# start of SUPPLIED ENTRIES

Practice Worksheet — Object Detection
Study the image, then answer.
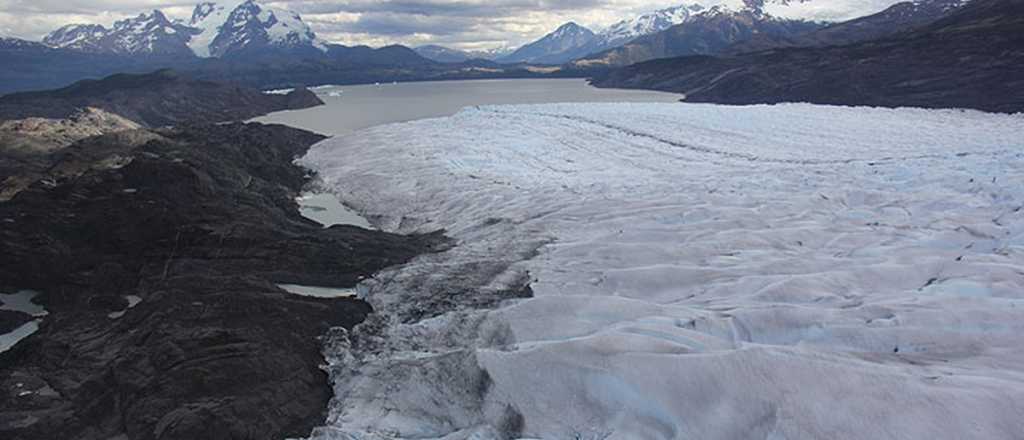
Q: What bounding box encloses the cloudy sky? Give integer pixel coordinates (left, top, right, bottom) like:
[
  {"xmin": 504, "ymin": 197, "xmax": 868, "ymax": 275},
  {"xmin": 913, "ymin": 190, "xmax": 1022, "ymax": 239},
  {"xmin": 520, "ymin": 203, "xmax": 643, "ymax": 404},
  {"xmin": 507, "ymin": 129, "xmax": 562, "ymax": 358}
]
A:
[{"xmin": 0, "ymin": 0, "xmax": 895, "ymax": 49}]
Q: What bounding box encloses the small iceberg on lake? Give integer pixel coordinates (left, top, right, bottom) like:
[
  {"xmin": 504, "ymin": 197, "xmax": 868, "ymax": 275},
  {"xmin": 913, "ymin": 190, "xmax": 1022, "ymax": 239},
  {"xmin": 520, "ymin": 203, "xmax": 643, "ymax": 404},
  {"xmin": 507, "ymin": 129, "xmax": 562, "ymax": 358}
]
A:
[{"xmin": 278, "ymin": 284, "xmax": 356, "ymax": 298}]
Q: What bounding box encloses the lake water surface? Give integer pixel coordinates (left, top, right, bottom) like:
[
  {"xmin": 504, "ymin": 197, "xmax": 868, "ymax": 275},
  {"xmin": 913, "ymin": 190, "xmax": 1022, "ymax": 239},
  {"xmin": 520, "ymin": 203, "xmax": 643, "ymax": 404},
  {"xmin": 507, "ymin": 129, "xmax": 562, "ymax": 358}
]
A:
[
  {"xmin": 253, "ymin": 79, "xmax": 681, "ymax": 135},
  {"xmin": 253, "ymin": 79, "xmax": 680, "ymax": 228}
]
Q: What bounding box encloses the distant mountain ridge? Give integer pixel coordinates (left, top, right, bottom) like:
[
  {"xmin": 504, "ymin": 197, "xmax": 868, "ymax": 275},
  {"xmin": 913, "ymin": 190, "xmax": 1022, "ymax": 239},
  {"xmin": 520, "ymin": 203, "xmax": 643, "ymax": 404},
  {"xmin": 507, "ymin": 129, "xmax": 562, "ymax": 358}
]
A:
[
  {"xmin": 497, "ymin": 21, "xmax": 597, "ymax": 64},
  {"xmin": 0, "ymin": 70, "xmax": 324, "ymax": 127},
  {"xmin": 43, "ymin": 0, "xmax": 327, "ymax": 58},
  {"xmin": 726, "ymin": 0, "xmax": 970, "ymax": 53},
  {"xmin": 594, "ymin": 0, "xmax": 1024, "ymax": 113},
  {"xmin": 413, "ymin": 44, "xmax": 512, "ymax": 62},
  {"xmin": 574, "ymin": 1, "xmax": 825, "ymax": 68}
]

# end of SUPPLIED ENTRIES

:: WRITTEN EXERCISE ::
Copy each line of the records precisely and drop any images they hold.

:: EXERCISE RESULT ::
Practice Worksheet — Object Detection
Study the image, then answer.
Q: What bounding box encloses the cloudy sky? Give integer pixel coordinates (left, top, right, bottom) like:
[
  {"xmin": 504, "ymin": 197, "xmax": 868, "ymax": 275},
  {"xmin": 913, "ymin": 190, "xmax": 1022, "ymax": 239},
  {"xmin": 520, "ymin": 203, "xmax": 643, "ymax": 404},
  {"xmin": 507, "ymin": 129, "xmax": 562, "ymax": 358}
]
A:
[{"xmin": 0, "ymin": 0, "xmax": 895, "ymax": 49}]
Q: What bounding box encloses the small iceberg on lake? Give integer pixel coordinates (left, top, right, bottom) like:
[
  {"xmin": 504, "ymin": 197, "xmax": 868, "ymax": 275},
  {"xmin": 913, "ymin": 190, "xmax": 1022, "ymax": 239},
  {"xmin": 520, "ymin": 203, "xmax": 643, "ymax": 404},
  {"xmin": 507, "ymin": 129, "xmax": 562, "ymax": 358}
]
A:
[{"xmin": 278, "ymin": 284, "xmax": 356, "ymax": 298}]
Q: What bounding box encloses the lake water surface? Give integer pixel coordinates (left, top, right, bottom) like:
[
  {"xmin": 504, "ymin": 197, "xmax": 868, "ymax": 275},
  {"xmin": 913, "ymin": 190, "xmax": 1022, "ymax": 239},
  {"xmin": 520, "ymin": 203, "xmax": 643, "ymax": 404},
  {"xmin": 507, "ymin": 129, "xmax": 562, "ymax": 358}
]
A:
[
  {"xmin": 253, "ymin": 79, "xmax": 681, "ymax": 135},
  {"xmin": 253, "ymin": 79, "xmax": 680, "ymax": 228}
]
Q: What bounding box encloses the distant mountain ridge? Give integer pixel coordinates (left, top, right, bottom) like:
[
  {"xmin": 504, "ymin": 197, "xmax": 868, "ymax": 275},
  {"xmin": 913, "ymin": 190, "xmax": 1022, "ymax": 239},
  {"xmin": 520, "ymin": 203, "xmax": 643, "ymax": 404},
  {"xmin": 507, "ymin": 129, "xmax": 562, "ymax": 358}
]
A:
[
  {"xmin": 497, "ymin": 21, "xmax": 597, "ymax": 64},
  {"xmin": 0, "ymin": 70, "xmax": 324, "ymax": 127},
  {"xmin": 43, "ymin": 0, "xmax": 327, "ymax": 58},
  {"xmin": 726, "ymin": 0, "xmax": 970, "ymax": 53},
  {"xmin": 594, "ymin": 0, "xmax": 1024, "ymax": 113},
  {"xmin": 413, "ymin": 44, "xmax": 512, "ymax": 62},
  {"xmin": 574, "ymin": 1, "xmax": 825, "ymax": 68}
]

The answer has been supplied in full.